### WORK REQUIRED:
Would you output, exactly as written, the line with "Query: man in blue puffer jacket" and all lines after it to the end of the data below, and no others?

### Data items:
=== Section Start ===
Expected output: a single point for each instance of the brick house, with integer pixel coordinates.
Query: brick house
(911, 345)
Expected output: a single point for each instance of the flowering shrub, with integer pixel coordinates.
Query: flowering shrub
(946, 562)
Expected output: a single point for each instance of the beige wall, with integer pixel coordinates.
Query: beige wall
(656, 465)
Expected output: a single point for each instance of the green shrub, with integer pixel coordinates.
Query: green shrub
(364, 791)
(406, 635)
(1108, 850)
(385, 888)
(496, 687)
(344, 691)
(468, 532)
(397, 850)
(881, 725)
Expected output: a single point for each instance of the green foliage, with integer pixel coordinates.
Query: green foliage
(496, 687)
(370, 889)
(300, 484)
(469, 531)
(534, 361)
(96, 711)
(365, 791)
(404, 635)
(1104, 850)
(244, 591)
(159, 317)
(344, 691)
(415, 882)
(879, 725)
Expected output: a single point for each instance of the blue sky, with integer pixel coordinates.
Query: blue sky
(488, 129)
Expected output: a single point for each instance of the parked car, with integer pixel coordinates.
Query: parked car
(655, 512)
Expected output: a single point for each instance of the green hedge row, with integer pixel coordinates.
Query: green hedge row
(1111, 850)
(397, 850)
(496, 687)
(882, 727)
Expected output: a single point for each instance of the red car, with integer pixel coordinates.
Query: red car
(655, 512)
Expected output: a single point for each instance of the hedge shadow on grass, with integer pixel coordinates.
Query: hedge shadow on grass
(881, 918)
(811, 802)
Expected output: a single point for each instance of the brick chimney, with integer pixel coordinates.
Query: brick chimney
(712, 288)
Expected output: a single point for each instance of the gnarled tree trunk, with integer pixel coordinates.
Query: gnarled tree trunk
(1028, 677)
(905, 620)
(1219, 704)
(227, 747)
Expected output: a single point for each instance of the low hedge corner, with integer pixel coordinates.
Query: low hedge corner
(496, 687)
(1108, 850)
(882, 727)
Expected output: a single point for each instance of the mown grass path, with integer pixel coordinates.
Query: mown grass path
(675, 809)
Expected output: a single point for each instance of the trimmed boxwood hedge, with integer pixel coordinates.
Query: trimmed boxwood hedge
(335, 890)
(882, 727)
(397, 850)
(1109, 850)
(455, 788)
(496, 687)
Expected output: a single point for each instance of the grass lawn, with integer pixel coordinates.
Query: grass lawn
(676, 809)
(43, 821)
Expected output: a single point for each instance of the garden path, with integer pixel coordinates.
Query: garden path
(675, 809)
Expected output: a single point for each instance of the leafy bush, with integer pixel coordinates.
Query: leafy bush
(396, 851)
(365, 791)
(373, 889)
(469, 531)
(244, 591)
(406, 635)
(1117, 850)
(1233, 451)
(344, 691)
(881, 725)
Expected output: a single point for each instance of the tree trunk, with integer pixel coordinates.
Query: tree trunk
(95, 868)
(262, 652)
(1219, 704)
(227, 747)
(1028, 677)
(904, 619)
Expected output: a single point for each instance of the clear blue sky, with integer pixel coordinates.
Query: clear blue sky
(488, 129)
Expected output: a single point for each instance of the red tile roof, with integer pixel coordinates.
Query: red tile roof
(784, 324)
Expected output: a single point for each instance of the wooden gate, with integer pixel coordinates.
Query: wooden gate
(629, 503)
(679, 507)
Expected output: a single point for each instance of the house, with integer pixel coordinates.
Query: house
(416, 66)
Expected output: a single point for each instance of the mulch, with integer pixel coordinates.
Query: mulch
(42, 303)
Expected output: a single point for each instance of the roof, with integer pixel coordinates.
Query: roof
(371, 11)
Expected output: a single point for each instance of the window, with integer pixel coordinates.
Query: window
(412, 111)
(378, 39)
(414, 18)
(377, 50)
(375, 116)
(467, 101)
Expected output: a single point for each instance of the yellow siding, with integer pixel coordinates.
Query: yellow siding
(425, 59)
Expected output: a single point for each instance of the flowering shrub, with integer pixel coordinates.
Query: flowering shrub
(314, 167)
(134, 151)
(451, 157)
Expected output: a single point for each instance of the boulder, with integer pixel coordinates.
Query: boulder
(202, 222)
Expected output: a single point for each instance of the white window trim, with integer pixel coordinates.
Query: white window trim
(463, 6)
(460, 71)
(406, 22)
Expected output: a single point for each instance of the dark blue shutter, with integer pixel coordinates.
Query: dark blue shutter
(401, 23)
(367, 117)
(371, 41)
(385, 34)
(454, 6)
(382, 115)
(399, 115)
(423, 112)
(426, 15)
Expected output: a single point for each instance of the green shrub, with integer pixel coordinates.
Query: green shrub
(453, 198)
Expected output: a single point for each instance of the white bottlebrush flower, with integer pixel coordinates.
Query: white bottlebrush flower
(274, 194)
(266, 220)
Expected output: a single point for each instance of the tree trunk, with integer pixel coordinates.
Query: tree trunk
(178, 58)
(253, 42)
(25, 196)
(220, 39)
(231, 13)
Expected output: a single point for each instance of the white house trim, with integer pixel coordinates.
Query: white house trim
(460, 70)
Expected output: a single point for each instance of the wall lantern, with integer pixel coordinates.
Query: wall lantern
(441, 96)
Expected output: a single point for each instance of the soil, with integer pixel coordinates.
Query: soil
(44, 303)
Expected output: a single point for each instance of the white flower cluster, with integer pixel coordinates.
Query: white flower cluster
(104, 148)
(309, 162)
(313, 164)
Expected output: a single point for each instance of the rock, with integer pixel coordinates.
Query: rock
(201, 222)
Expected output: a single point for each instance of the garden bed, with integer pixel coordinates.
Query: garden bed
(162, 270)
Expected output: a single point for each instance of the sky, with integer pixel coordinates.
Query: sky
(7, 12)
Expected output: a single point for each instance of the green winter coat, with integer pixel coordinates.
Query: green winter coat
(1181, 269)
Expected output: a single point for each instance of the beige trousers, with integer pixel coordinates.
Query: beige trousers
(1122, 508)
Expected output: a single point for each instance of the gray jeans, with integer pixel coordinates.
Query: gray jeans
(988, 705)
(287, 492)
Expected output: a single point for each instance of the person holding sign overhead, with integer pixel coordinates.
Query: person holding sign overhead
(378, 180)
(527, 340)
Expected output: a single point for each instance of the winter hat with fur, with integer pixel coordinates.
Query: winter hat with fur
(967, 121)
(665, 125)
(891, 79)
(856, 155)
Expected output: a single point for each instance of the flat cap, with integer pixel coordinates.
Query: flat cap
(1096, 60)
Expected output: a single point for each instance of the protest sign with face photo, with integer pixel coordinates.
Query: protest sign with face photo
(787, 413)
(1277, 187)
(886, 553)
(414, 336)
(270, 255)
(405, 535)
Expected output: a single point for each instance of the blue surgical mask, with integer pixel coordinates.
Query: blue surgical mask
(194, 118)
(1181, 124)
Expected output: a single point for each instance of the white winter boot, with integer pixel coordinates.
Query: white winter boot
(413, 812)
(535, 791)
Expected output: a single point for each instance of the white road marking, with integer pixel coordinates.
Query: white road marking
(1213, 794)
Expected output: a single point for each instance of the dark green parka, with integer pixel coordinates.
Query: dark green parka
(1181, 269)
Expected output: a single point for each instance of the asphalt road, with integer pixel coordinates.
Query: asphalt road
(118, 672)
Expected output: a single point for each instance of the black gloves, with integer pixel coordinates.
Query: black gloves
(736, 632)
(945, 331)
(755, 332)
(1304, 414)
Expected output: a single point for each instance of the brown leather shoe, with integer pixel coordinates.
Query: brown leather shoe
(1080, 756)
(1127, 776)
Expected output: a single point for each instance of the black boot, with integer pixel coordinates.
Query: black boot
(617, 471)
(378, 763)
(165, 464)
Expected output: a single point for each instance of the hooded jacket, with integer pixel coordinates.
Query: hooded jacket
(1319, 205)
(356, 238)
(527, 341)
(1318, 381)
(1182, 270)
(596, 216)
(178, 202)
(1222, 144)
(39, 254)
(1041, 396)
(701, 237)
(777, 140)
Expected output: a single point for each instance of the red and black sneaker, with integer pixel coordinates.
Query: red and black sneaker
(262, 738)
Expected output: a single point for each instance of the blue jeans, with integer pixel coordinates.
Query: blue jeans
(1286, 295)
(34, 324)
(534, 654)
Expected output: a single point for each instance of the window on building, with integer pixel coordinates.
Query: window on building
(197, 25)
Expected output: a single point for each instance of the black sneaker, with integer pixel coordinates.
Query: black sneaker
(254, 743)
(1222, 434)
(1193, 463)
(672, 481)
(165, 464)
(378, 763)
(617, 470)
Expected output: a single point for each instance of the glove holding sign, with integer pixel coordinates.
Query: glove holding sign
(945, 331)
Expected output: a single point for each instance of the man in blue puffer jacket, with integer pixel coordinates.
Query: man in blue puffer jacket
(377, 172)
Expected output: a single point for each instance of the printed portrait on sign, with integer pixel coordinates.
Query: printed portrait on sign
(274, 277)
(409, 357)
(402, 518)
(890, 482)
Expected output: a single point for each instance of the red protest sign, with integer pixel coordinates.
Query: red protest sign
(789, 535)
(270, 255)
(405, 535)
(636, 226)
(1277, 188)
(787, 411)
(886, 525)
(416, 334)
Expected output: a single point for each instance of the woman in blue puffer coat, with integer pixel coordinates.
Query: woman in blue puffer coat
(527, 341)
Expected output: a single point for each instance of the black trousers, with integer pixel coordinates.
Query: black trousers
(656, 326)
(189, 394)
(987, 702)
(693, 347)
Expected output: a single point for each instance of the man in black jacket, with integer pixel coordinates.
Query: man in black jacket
=== Section End ===
### EXERCISE SOLUTION:
Query: man in blue puffer jacket
(377, 172)
Expected output: a single point for each instance of the printed portrait on sign, with integer pixel coordinates.
Query: printed portrait on sign
(274, 277)
(409, 357)
(402, 518)
(890, 482)
Expected output: a single point for each instance of the red protest sign, with integer pixel coordinates.
Query: red protest sign
(789, 535)
(270, 255)
(405, 535)
(636, 226)
(1277, 188)
(787, 411)
(886, 525)
(416, 334)
Expected output: a single point for each instance of the woman in blue puffer coat, with integer pixel coordinates.
Query: woman in blue puffer coat
(527, 341)
Expected output: a single point for each instance of the black trousers, with integer pixel coordinates.
Query: black trousers
(656, 326)
(189, 394)
(987, 702)
(693, 347)
Expected output: a single point for each instance of the man in black jacket, with integer pixel coordinates.
Query: man in black jacket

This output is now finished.